Il punto è che questo governo non si smentisce: anche il contrasto alla violenza di genere è pensato solo in termini securitari mentre andrebbe affrontato anche, forse soprattutto, in termini culturali?

La violenza di genere si consuma nelle case, dentro le relazioni affettive e nei contesti di intimità ed è la conseguenza di evidenti squilibri di potere: solo il 10–15% delle violenze ha natura predatoria, il resto avviene per mano di partner o ex partner. E allora è evidente che non puoi rispondere solo con più pattuglie, più telecamere o più misure cautelari. Questi strumenti servono ma, purtroppo, arrivano dopo. La prevenzione deve avere la priorità, serve un’educazione specifica e si deve promuovere l’autonomia economica delle donne. Se trattiamo la violenza come un fenomeno di sicurezza pubblica, la stiamo guardando con gli occhiali sbagliati. Un governo che dichiara finito il patriarcato dimostra di non voler vedere un enorme problema culturale e in questo modo finisce per minimizzare tutto il resto: gli stereotipi, le discriminazioni, il sessismo, la paura delle donne di essere credute, la difficoltà a denunciare, la povertà come fattore di rischio. La Cgil insiste da anni: la violenza si combatte soprattutto costruendo uguaglianza di opportunità non militarizzando le strade.

DATI DISPONIBILI:

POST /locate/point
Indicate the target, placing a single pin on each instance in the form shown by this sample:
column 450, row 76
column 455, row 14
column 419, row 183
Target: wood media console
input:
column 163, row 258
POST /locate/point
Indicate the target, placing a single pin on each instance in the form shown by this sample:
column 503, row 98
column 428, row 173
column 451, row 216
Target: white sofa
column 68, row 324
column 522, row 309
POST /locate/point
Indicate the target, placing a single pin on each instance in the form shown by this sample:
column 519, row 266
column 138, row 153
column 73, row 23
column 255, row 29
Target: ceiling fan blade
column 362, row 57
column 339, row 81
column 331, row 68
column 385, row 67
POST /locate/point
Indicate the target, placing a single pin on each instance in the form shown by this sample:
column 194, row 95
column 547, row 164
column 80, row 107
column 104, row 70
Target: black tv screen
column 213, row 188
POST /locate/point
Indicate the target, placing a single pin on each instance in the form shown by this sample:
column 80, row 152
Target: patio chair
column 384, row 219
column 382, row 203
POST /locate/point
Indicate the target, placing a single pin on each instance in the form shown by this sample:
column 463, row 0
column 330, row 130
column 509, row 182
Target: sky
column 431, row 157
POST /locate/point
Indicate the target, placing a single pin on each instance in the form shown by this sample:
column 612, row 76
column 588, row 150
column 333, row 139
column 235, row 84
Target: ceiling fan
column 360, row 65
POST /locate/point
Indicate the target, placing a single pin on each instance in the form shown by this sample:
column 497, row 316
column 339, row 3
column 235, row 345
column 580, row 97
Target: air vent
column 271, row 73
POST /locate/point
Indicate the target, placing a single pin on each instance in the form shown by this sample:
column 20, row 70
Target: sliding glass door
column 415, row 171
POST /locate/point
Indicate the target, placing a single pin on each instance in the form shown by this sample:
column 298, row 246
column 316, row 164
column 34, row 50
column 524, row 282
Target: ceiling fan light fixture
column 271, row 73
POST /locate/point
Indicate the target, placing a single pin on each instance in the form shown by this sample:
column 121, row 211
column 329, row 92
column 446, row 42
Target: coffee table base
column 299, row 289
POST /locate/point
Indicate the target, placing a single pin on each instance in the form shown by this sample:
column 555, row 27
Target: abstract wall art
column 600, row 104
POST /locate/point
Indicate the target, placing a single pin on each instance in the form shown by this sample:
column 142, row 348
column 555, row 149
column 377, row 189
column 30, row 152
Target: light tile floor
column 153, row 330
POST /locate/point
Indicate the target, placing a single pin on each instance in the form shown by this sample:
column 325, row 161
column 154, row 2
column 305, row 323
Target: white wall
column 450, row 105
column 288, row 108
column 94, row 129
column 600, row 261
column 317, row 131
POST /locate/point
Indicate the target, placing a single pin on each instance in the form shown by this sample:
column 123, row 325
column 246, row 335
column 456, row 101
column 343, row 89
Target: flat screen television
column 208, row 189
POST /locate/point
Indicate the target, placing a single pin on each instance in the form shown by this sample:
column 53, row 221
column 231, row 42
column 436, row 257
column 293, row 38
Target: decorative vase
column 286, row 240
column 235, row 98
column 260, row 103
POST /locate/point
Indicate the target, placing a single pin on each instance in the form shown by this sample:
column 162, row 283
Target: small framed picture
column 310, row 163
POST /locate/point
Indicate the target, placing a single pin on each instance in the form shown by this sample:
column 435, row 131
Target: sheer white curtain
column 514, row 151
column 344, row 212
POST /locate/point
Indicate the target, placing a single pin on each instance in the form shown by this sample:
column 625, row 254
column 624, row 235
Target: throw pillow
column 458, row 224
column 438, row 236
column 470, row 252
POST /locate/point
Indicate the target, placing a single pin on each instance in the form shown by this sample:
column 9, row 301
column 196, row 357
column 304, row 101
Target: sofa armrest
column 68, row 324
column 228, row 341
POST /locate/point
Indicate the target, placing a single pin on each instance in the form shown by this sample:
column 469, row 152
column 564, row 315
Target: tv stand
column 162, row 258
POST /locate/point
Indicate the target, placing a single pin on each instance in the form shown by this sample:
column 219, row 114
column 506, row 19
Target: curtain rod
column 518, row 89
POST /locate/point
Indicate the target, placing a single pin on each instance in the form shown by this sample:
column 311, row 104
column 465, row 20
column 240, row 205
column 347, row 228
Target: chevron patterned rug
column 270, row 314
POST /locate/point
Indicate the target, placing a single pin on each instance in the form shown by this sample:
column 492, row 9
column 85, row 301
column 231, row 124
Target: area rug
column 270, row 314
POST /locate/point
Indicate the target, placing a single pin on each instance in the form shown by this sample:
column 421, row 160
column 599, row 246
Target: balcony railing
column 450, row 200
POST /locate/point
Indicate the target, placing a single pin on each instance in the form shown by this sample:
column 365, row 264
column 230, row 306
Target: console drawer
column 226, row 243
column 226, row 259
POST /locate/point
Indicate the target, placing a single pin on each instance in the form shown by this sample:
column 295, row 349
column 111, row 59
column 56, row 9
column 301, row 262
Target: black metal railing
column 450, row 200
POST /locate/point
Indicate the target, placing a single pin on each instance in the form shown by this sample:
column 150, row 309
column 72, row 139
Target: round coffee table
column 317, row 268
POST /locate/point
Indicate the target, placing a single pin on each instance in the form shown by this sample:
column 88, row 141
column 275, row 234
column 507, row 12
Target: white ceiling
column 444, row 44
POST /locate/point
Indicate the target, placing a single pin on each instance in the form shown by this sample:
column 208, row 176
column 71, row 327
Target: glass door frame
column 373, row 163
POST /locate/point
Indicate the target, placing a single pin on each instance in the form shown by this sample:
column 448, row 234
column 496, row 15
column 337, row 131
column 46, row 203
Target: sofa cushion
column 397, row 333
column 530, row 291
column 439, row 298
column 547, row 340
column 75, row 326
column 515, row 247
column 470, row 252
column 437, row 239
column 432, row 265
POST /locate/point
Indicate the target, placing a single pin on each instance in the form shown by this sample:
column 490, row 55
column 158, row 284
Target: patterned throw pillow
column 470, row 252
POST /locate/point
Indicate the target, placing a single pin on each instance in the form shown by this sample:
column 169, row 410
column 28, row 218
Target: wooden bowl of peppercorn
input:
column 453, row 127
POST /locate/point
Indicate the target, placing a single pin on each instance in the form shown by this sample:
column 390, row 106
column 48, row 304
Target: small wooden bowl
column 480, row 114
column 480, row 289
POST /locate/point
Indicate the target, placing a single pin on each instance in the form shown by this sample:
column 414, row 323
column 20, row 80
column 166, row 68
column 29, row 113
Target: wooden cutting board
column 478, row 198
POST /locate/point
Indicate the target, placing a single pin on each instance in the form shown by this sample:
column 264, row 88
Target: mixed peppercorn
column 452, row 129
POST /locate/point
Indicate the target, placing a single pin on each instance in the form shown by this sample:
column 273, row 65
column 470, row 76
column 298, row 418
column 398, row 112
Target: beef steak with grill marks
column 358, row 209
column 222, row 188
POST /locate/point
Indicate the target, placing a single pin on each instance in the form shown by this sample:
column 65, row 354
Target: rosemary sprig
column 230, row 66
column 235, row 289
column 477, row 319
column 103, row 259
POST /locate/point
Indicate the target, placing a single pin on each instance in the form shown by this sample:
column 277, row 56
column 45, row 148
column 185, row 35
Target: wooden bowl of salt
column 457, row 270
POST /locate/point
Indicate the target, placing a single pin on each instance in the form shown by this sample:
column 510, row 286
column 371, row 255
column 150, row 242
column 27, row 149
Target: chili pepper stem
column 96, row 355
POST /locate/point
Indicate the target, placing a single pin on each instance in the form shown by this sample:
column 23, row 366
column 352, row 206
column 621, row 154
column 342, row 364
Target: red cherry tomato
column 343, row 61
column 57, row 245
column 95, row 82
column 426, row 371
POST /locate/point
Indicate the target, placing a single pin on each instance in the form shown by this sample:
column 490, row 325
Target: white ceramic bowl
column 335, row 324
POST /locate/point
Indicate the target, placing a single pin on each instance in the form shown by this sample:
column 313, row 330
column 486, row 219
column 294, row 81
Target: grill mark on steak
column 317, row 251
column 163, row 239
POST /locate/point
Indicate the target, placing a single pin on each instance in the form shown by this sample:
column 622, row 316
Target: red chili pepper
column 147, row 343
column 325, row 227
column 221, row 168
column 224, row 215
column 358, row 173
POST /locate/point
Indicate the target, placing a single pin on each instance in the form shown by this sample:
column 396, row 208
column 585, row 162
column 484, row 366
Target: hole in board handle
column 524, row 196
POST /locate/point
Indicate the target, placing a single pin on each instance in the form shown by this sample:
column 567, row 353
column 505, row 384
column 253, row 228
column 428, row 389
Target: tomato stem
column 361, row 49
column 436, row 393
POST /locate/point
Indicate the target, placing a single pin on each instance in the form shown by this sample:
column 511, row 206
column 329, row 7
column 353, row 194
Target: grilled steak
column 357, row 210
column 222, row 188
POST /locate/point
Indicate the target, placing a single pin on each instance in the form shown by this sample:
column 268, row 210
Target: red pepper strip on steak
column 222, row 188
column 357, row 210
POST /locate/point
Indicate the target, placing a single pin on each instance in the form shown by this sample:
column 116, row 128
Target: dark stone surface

PROVA TU:
Riporta il brano del testo sulla violenza di genere da "Il punto è che" a "in termini culturali?". Aggiornalo mettendo "termini repressivi" al posto di "termini securitari".

ESERCIZIO SVOLTO:
Il punto è che questo governo non si smentisce: anche il contrasto alla violenza di genere è pensato solo in termini repressivi mentre andrebbe affrontato anche, forse soprattutto, in termini culturali?